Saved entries

============================================================

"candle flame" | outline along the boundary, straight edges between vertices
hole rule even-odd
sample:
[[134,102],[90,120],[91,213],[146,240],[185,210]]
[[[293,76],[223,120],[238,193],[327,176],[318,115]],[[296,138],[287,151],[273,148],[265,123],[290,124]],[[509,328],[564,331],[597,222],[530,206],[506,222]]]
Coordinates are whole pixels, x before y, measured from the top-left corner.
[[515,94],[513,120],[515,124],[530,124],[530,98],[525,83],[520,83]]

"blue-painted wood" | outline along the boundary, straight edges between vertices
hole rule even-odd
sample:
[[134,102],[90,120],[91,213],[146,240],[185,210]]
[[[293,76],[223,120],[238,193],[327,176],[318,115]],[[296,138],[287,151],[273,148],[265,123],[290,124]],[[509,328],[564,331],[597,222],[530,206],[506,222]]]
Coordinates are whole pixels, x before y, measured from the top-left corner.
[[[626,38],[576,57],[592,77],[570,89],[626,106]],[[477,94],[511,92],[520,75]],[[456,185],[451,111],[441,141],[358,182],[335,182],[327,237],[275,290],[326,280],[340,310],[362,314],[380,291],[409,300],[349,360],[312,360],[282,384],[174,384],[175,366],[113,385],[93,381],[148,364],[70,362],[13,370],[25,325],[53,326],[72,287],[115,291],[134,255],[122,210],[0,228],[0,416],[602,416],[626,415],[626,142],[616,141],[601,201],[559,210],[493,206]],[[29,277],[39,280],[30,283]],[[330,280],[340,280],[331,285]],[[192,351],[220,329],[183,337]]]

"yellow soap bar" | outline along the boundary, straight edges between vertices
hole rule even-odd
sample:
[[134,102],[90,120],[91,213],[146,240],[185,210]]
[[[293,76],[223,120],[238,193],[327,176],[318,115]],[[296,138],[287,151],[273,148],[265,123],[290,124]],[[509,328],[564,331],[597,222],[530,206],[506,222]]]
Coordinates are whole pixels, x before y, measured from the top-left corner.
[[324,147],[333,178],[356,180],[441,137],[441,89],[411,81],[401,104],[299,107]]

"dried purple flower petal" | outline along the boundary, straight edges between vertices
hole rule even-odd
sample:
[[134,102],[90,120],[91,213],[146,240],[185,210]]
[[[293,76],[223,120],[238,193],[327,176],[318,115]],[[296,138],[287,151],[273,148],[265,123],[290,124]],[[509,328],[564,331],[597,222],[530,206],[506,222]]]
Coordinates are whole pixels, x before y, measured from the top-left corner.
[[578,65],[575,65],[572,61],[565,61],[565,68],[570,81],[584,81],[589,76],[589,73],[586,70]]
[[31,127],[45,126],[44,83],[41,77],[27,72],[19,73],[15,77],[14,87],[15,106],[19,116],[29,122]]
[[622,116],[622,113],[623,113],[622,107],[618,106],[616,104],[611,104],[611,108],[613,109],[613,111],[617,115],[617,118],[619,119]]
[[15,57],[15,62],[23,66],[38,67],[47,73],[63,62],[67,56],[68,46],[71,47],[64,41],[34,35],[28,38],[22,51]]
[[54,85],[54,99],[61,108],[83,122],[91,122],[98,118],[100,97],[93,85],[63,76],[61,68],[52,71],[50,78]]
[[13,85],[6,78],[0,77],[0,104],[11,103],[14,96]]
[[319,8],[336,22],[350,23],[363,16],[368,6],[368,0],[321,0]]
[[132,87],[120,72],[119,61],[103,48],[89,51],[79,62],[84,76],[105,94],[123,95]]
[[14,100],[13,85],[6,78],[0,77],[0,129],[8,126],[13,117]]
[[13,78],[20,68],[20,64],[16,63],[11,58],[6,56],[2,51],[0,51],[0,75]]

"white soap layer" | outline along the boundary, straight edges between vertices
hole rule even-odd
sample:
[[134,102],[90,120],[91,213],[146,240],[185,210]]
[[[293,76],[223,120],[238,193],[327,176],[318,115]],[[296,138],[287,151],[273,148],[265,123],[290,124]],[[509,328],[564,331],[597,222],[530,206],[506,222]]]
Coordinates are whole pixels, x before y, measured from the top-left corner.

============================================================

> _WHAT IS NEEDED_:
Copy each line of the entries in which the string "straight" is found.

> _FINISHED EXERCISE_:
"candle flame" | outline along the boundary, straight edges between vertices
"blue-painted wood" | outline along the boundary, straight edges between vertices
"yellow soap bar" | outline along the boundary, straight edges between vertices
"dried purple flower petal" | outline along the boundary, straight edges between vertices
"white soap layer" | outline along the boundary, straight edges between vertices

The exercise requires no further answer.